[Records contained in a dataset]
════════════════
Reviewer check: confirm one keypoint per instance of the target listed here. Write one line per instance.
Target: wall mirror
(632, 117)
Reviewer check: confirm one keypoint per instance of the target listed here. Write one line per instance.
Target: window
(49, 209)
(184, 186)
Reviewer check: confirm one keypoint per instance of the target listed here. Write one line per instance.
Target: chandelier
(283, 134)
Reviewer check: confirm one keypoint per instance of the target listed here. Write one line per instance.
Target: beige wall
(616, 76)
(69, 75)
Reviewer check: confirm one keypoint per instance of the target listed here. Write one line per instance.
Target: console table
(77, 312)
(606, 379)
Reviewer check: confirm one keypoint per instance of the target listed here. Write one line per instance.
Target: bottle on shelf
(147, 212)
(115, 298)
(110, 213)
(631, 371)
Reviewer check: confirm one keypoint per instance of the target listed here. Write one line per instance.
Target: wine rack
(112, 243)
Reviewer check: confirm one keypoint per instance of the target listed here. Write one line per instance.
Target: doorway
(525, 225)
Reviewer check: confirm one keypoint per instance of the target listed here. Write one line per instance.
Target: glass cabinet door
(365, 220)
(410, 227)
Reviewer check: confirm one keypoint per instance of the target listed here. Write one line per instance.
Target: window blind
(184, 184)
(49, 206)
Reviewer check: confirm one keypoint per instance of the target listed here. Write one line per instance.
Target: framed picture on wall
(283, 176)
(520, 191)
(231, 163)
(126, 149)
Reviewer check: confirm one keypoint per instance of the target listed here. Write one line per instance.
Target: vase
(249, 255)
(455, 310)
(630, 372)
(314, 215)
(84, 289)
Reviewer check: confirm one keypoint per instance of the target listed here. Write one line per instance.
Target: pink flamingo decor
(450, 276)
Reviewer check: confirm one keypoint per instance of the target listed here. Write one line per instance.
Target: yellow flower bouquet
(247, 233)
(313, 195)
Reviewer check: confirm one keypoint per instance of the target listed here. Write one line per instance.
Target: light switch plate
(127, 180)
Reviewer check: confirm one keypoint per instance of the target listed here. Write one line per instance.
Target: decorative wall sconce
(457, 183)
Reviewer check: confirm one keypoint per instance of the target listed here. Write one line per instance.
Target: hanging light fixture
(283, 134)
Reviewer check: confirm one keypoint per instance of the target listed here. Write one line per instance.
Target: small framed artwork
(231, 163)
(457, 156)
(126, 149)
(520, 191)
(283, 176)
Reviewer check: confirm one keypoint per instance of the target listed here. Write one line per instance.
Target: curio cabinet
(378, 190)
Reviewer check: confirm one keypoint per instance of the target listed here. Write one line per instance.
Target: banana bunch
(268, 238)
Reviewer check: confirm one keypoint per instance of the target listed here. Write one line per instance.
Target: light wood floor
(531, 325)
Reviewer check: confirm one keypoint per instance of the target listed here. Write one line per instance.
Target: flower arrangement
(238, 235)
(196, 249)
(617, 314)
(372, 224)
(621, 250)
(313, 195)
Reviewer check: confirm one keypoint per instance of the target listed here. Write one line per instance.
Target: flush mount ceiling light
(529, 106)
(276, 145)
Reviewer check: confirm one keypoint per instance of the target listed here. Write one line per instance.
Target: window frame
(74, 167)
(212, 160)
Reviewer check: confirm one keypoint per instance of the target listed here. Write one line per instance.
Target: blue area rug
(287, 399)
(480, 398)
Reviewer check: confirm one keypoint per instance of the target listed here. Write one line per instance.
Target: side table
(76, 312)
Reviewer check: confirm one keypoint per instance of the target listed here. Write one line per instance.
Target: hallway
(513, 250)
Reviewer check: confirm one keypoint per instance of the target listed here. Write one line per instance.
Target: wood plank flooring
════════════════
• ABOUT THIS TASK: All entries given above should be transcribed exactly, with none omitted.

• ANSWER BELOW:
Reviewer check: confirm one keypoint per instance of the target listed here. Write one line per instance.
Target: wall mirror
(632, 117)
Reviewer check: confirm one keypoint per instance of the target listed here. Write one line per instance.
Target: window
(49, 209)
(184, 186)
Reviewer check: confirm one keypoint per instance of the target listed here. Write one line per instance.
Target: chandelier
(283, 134)
Reviewer check: confirm one keypoint per instance of the target listed here. Write one line per instance.
Target: beige wall
(616, 76)
(69, 75)
Reviewer check: confirm one keypoint per instance of the target listed here. Write one line per instance.
Target: console table
(77, 312)
(606, 379)
Reviewer check: confirm one keypoint per instance of the target listed here. Write one line per instance.
Target: bottle on shelf
(147, 212)
(115, 298)
(110, 213)
(631, 371)
Reviewer check: confirm one keypoint per instance of the target listed here. Write one line per instance.
Target: wine rack
(112, 243)
Reviewer check: confirm one keypoint per instance of the target listed here. Write one line per instance.
Target: doorway
(525, 225)
Reviewer check: confirm one keypoint per instance of the target listed here. Write one line per instance.
Target: glass cabinet door
(365, 220)
(410, 227)
Reviewer check: confirm one keypoint per instance of the target listed here. Write one line per instance.
Target: window blind
(184, 184)
(49, 206)
Reviewer check: confirm one keypoint per instance of the target listed here. Write one line per instance.
Target: framed picture on wall
(283, 176)
(520, 191)
(231, 163)
(126, 149)
Reviewer check: confirm one keypoint per instance of the target listed here. Write one line per instance.
Target: vase
(249, 255)
(455, 310)
(630, 372)
(314, 215)
(84, 289)
Reviewer check: confirm one keypoint per instance of the target listed here. Write one line per instance.
Target: pink flamingo decor
(450, 276)
Reviewer check: confirm one keypoint per instance of the target listed here. Write one line per instance.
Target: yellow flower bouquet
(247, 233)
(313, 195)
Reviewer check: confirm one keypoint per instance of the target listed here. Write one line per instance.
Target: light switch plate
(127, 180)
Reviewer check: confirm one keypoint per instance of the target listed here. Write one line per instance.
Target: decorative wall sconce
(457, 183)
Reviewer check: confirm one keypoint per instance of the target listed here. Write one line per instance.
Target: hanging light fixture
(283, 134)
Reviewer check: confirm one keypoint per instance of the target listed here. Write one line per instance.
Target: small framed artwork
(231, 163)
(457, 156)
(126, 149)
(520, 191)
(283, 176)
Reviewer check: confirm one keypoint per instance of the target listed here. Write one line per instance.
Target: curio cabinet
(378, 190)
Reviewer check: confirm one keypoint per instance of the target listed here. Write one line per instance.
Target: banana bunch
(268, 238)
Reviewer check: confirm one keypoint per instance of the target listed here. Write one line per instance.
Target: light wood floor
(531, 325)
Reviewer check: confirm one keypoint per instance of the target listed here. Write one line per instance.
Target: flower arrangement
(238, 235)
(196, 249)
(617, 314)
(372, 224)
(621, 250)
(313, 195)
Reviewer check: confirm one keypoint per instance of the target listed here. Write one line per instance.
Target: flush mount ceiling light
(529, 106)
(276, 145)
Reviewer check: confirm one keypoint per instance of the target listed here. Write one line per instance.
Target: window frame
(74, 167)
(212, 160)
Reviewer check: confirm one keypoint per instance of the target listed here. Write one line per instance.
Target: blue area rug
(287, 399)
(480, 398)
Reviewer check: confirm one keypoint per instance of the target listed here. Write one line per instance.
Target: side table
(76, 312)
Reviewer check: confirm one keypoint per instance of the target listed here. Write one line per instance.
Target: hallway
(513, 250)
Reviewer check: confirm one keypoint per instance of the target listed here. Write one line per instance.
Target: wood plank flooring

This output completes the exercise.